### Set exercise 1
Rescale the listing below by reproducing every line with its requests included and multiplying each bounding-box pixel coordinate in the answers by 1.6, rounding to whole numbers with halves rounded up. Leave the numbers in the requests and their format samples unchanged.

### Provided passage
* * * * * * *

How Does the Stock Market Work?

The stock market plays a part in everyone’s daily lives, yet Wall Street is still one of the most mystifying places on planet earth.

The stock market serves three vital purposes:

  1. Helps companies raise capital – Companies raise money by selling shares in an IPO or secondary offering in which the company sells shares of stock in exchange for cash needed by the business to expand, pay down debt, or simply cover on-going expenses.
  2. Provides liquidity – The stock market serves as a place where people can buy or sell ownership of companies quickly and inexpensively. Whereas you might spend years trying to find a buyer for a 50% stake in a McDonald’s franchise, billions of dollars of McDonald’s stock is sold each day on the stock market. You can find a buyer for a partial share of a company listed on a stock exchange much faster than you can for a private company.
  3. Gives reference point to investors – The stock market is a great reference tool for investors to examine what private companies might be worth. It also provides a historical guide for what’s “normal” in valuing businesses.

Stock Market

 

The Business of Wall Street

Every company starts out small. Walmart was once a single store with only a handful of employees. Now it is one of the largest companies in the world.

As businesses grow, they need capital. Typically, small businesses get bank loans or investments from friends and family. Friends and family and small bank loans are a great source of financing from day one, but a growing business will need more and more money for expansion.

Today, most businesses start selling stock privately before doing it publicly. Young businesses start selling shares to venture capitalists, who fund risky new businesses. Venture capitalists are in the specialty of investing in small startup businesses. The venture capitalist’s’ goal is to invest in fast-growing young companies for eventual sale to another investor.

Selling out of a billion-dollar company is difficult if you cannot raise funds from hundreds of thousands, if not millions or billions, of people. So once a company starts to mature and no longer matches the desired traits of early investors, it goes public. It sells shares to the public, not private investors, to raise capital or to pay off early investors on the stock market. When companies go public, they do so on Wall Street.

* * * * * * *

### Dataset excerpts
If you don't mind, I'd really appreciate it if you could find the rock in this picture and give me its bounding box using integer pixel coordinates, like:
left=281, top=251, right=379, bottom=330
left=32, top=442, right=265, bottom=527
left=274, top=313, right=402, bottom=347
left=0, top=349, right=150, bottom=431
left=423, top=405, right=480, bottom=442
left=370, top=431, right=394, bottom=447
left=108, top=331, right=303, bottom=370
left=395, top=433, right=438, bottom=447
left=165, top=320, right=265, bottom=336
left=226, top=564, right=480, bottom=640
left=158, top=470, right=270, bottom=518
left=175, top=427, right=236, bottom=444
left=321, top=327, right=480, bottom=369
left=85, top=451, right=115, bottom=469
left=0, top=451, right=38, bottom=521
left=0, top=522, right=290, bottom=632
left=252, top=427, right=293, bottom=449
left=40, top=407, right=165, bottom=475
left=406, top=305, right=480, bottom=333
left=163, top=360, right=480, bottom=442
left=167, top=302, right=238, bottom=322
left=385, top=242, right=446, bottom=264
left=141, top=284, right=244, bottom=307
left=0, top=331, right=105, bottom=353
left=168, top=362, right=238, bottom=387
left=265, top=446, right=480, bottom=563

* * * * * * *

### Set exercise 2
In the stock market passage, what kind of businesses do venture capitalists fund?

### Task output 1
If you don't mind, I'd really appreciate it if you could find the rock in this picture and give me its bounding box using integer pixel coordinates, like:
left=281, top=251, right=379, bottom=330
left=51, top=707, right=424, bottom=843
left=438, top=501, right=643, bottom=555
left=0, top=558, right=240, bottom=690
left=677, top=648, right=768, bottom=707
left=592, top=690, right=630, bottom=715
left=173, top=530, right=485, bottom=592
left=632, top=693, right=701, bottom=715
left=264, top=512, right=424, bottom=538
left=362, top=902, right=768, bottom=1024
left=253, top=752, right=432, bottom=829
left=280, top=683, right=378, bottom=710
left=514, top=523, right=768, bottom=590
left=136, top=722, right=184, bottom=750
left=0, top=722, right=61, bottom=834
left=0, top=835, right=464, bottom=1011
left=403, top=683, right=469, bottom=718
left=64, top=651, right=264, bottom=760
left=650, top=488, right=768, bottom=533
left=261, top=576, right=768, bottom=707
left=267, top=483, right=381, bottom=515
left=616, top=387, right=714, bottom=422
left=226, top=454, right=390, bottom=491
left=0, top=530, right=168, bottom=565
left=269, top=579, right=381, bottom=619
left=424, top=714, right=768, bottom=901

### Task output 2
Risky new businesses.